Instructions to follow: Pull out every line below word for word, leaving out the pictures.

Given data:
· · · ·

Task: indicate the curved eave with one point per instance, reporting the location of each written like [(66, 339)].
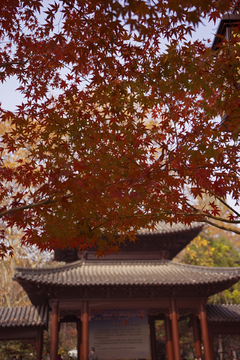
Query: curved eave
[(94, 273), (23, 317)]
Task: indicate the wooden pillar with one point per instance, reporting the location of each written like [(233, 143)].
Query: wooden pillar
[(211, 339), (79, 340), (196, 335), (204, 329), (169, 343), (85, 335), (54, 331), (153, 337), (175, 332), (39, 343)]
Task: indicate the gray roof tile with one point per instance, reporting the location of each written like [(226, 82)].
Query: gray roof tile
[(24, 316), (127, 272)]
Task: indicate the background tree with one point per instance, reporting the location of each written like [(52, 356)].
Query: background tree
[(208, 251), (93, 166)]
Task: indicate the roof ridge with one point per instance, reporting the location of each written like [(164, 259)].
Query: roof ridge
[(233, 269)]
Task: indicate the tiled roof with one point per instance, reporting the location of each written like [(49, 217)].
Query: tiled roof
[(24, 316), (223, 313), (129, 272), (167, 228)]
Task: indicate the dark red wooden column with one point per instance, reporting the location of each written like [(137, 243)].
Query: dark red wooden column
[(169, 343), (175, 332), (85, 335), (204, 329), (39, 343), (54, 331), (153, 337), (196, 335), (79, 340)]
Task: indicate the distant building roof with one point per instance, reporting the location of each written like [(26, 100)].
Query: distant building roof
[(24, 316)]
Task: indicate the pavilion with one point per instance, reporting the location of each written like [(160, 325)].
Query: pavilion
[(141, 278)]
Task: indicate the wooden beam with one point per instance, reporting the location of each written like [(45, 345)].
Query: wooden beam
[(175, 332), (169, 342), (39, 343), (153, 337), (79, 340), (19, 333), (54, 331), (85, 330), (204, 329), (196, 335)]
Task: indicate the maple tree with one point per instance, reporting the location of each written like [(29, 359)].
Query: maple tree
[(120, 119)]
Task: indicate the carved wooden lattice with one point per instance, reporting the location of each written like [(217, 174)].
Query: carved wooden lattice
[(76, 313), (185, 311), (158, 311)]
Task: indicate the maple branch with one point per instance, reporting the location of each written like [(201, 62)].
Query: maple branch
[(226, 204), (13, 63), (30, 206)]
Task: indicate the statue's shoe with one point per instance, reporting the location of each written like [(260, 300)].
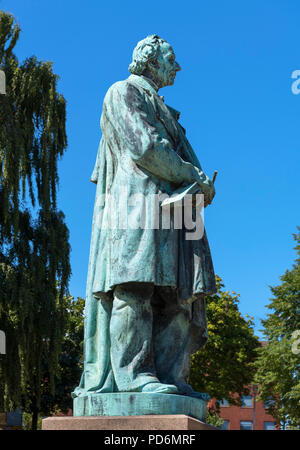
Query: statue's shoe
[(159, 388)]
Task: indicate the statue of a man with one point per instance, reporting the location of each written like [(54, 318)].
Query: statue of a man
[(145, 307)]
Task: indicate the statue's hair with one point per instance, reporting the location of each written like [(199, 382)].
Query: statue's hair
[(145, 51)]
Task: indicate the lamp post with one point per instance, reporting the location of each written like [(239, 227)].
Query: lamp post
[(254, 390)]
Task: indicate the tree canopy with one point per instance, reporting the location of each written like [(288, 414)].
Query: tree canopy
[(34, 247), (223, 366)]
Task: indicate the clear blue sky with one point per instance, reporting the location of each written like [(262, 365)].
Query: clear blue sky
[(234, 92)]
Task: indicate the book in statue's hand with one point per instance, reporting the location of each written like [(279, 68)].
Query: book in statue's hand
[(180, 194)]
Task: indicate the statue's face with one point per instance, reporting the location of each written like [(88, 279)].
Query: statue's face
[(166, 65)]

· · · ·

Written response:
Task: indicate the curved eave with one point per instance, reporting the location of each written like [(66, 339)].
Query: curved eave
[(94, 273), (23, 317)]
Task: indicate the wooden pillar with one point per instance, reporting the location of each written like [(233, 143)].
Query: wooden pillar
[(211, 339), (79, 340), (196, 335), (204, 329), (169, 343), (85, 335), (54, 331), (153, 337), (175, 332), (39, 343)]
Task: indicate the gray roof tile with one point per instance, reporting the location of each written like [(226, 82)].
Query: gray roof tile
[(24, 316), (127, 272)]
Task: indicate the background tree with one point per instance, reporting the location of each written like [(52, 356)].
Query: background tree
[(208, 251), (93, 166)]
Task: indicate the roof ridge with one point per instance, reporting the location of each written like [(164, 259)].
Query: roof ridge
[(233, 269)]
Task: indicate the tiled roof with one point per instance, reporting the location of each written like [(49, 217)].
Query: tiled roof
[(24, 316), (223, 313), (129, 272), (167, 228)]
Task: indicate the dark red wooden column with one point per instance, reporting the location of each written like [(137, 243)].
Query: dark red wooden column
[(169, 343), (175, 332), (85, 335), (204, 329), (39, 343), (54, 331), (153, 337), (196, 335), (79, 340)]
Task: indicate the distant building roof with one point per instance, reporting the location of each written like [(26, 100)].
Query: distant building roof
[(24, 316)]
Task: indicate the pavilion with one point per instance, reporting the location of each written like [(160, 325)].
Query: pavilion
[(141, 278)]
Task: indicate the wooden beam with one point per instance, reporting the location of each written like [(45, 345)].
Query: wooden beam
[(175, 332), (169, 342), (39, 343), (153, 337), (79, 340), (19, 333), (54, 331), (85, 330), (204, 329), (196, 335)]
Task: indicate the maple tree with one point per instance, reporting the location of each written like [(29, 359)].
Query: maple tree
[(120, 119)]
Task: indicate the carved wooden lattice with one point per instance, reporting the location of each written like [(217, 174)].
Query: carved wooden lattice
[(76, 313), (185, 311), (158, 311)]
Task: indicate the maple branch with one point per instance, reporting the location of each written like [(201, 62)].
Query: maple branch
[(226, 204), (13, 63), (30, 206)]
Task: indicate the statue's shoe with one point per instance, reporting the location of each written like [(260, 300)].
Query: statue's shoe
[(159, 388)]
Task: indicate the statue of a man with one point per instance, reporting the location of each written like [(54, 318)].
Query: statue of a man
[(145, 307)]
Task: indicate the statue's hair with one point per instance, reporting the location of each written like [(199, 382)].
Query: statue's hair
[(145, 51)]
Task: indicate the lamp post with one point per instance, reporting the location of each written like [(239, 227)].
Query: lamp post
[(254, 390)]
Task: indicate the tree canopy with one point per instance, reporting the location of each written like [(288, 414)].
Query: tree canopy
[(34, 247), (223, 366)]
Task: indicate the clear blue sky with one point per instance, reporting the location of each written like [(262, 365)].
Query: clear blue sky
[(234, 92)]
Task: indicate the book in statue's hand with one point per instance, reporting the location of each written like [(279, 68)].
Query: book in statue's hand
[(180, 194)]
Task: indicate the statue's face with one point per instance, reporting the location of each written like [(88, 279)].
Query: statue's face
[(166, 65)]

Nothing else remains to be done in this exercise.